** Start of Records for this exercise **
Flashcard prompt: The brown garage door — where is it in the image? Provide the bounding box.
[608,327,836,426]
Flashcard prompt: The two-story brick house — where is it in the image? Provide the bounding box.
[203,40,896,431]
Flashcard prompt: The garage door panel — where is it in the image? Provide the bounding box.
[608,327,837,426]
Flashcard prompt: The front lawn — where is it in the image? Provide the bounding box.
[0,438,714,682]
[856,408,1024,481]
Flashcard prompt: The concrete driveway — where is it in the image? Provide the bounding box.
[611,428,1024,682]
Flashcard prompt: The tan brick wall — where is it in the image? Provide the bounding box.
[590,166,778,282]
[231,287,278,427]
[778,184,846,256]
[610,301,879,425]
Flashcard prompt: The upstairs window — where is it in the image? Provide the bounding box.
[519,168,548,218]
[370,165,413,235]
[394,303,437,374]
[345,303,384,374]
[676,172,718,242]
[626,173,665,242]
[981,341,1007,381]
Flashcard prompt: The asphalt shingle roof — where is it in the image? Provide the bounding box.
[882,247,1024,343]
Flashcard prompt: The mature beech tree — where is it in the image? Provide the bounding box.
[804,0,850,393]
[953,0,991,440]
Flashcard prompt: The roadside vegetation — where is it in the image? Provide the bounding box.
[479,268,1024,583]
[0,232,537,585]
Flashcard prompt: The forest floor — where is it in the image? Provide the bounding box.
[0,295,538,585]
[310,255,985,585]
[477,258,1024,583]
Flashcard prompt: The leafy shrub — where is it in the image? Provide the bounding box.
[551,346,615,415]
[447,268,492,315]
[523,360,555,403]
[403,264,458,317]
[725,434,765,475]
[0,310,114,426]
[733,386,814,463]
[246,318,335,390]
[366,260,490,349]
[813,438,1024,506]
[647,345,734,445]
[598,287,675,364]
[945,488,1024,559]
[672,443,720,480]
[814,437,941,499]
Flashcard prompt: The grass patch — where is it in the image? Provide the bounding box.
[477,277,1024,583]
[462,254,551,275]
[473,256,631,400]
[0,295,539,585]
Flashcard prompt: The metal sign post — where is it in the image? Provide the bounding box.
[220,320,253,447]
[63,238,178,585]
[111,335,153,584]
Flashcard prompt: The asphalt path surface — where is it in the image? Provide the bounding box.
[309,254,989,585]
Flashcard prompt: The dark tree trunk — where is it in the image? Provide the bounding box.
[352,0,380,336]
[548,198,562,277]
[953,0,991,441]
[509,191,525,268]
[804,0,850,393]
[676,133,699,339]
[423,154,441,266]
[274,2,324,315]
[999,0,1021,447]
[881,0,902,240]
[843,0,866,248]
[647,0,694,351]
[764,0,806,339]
** End of Records for this exercise **
Can you print, unchanged and with nothing else, the part of the listing that opens with the line containing "Flashcard prompt: The upstairs" and closes with the line containing "[309,254,989,585]", including both of those lines?

Correct result:
Flashcard prompt: The upstairs window — where is it in the image? Provide the bounding box.
[519,168,548,218]
[370,165,413,235]
[394,303,437,374]
[345,303,384,374]
[676,172,718,242]
[626,173,665,242]
[981,341,1007,381]
Flashcard prompt: The asphalt shingle roof — where is it in the image? Provide the bounding box.
[882,247,1024,343]
Flashcard prompt: The mature beech tree — where is it in the image? Provide the bounding box.
[804,0,850,393]
[953,0,991,440]
Flashcard prompt: The roadside vegetation — where is it in the image? Provide the bounding box.
[479,268,1024,583]
[0,232,537,585]
Flashcard prompt: The forest floor — where is it in the image? Provide the bounding box.
[0,295,538,585]
[310,255,985,585]
[477,258,1024,583]
Flashcard prompt: The leafy shrub — where is it in the image? Provide the bounding box.
[551,346,615,415]
[447,268,492,315]
[523,360,555,403]
[403,264,458,317]
[725,434,765,475]
[0,310,114,426]
[733,386,814,463]
[246,318,335,390]
[366,260,490,349]
[813,438,1024,506]
[647,345,734,445]
[598,287,675,364]
[945,488,1024,559]
[672,443,720,480]
[814,437,941,499]
Flashcard prompt: The grass patch — where is it in the image? Provide the bounding box.
[477,277,1024,583]
[462,254,551,275]
[473,256,631,400]
[0,295,539,585]
Flashcard prompt: The metal sign post — where is it in the image? Provide the bounding box.
[220,320,253,447]
[63,238,178,585]
[111,335,153,584]
Flashcard prompt: The asphalt path surface — where is it in the image? Provide the bounding box.
[309,254,989,585]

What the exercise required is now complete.